Put the lines of the material below into a JSON list of strings, one string per line and no blank lines. Take the lines from the start of the material through the line containing "x=491, y=697", inclusive.

— start EXTRACTED MATERIAL —

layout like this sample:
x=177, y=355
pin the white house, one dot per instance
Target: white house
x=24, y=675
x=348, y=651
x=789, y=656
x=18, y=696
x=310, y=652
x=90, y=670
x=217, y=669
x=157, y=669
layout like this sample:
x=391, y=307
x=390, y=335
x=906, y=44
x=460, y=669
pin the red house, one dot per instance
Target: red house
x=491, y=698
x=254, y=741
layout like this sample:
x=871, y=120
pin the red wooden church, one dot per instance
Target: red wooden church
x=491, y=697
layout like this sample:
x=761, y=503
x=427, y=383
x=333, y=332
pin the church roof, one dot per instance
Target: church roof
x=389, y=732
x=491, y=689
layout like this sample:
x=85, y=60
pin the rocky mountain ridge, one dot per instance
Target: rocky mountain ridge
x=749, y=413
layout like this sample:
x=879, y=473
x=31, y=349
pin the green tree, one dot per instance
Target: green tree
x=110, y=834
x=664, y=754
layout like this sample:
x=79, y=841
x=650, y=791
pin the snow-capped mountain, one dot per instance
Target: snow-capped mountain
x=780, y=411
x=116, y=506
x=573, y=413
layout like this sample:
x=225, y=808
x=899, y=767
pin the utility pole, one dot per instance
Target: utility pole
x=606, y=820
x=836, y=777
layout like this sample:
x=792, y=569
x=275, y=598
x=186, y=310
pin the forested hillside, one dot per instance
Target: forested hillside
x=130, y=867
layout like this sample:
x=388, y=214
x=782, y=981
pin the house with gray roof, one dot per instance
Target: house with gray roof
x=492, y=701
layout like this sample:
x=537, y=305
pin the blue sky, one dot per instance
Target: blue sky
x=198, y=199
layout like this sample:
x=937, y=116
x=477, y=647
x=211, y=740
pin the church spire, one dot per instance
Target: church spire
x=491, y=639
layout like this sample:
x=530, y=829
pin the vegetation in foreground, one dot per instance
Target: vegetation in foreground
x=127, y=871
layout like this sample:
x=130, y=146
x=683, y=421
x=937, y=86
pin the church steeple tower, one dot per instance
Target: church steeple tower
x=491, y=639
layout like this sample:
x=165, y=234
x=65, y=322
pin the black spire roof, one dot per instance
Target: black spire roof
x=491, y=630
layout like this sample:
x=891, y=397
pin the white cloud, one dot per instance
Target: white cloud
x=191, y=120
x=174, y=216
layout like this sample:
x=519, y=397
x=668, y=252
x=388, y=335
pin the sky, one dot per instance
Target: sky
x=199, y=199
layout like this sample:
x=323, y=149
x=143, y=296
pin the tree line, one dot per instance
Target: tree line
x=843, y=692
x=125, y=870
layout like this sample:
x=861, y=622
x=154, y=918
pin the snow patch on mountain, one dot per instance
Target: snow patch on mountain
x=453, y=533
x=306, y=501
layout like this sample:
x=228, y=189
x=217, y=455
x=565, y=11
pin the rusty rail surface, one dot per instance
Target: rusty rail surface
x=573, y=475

— end EXTRACTED MATERIAL —

_EXERCISE ANSWER_:
[
  "layout like this sample:",
  "x=177, y=355",
  "pin the white house, one dot per instance",
  "Target: white house",
  "x=24, y=675",
  "x=348, y=651",
  "x=789, y=656",
  "x=18, y=696",
  "x=310, y=652",
  "x=90, y=670",
  "x=217, y=669",
  "x=157, y=669",
  "layout like this sample:",
  "x=391, y=307",
  "x=390, y=335",
  "x=906, y=44",
  "x=460, y=669",
  "pin the red house, one dot per instance",
  "Target: red house",
  "x=491, y=698",
  "x=254, y=741",
  "layout like this sample:",
  "x=871, y=120",
  "pin the red wooden church, one dot per instance",
  "Target: red wooden church",
  "x=491, y=697"
]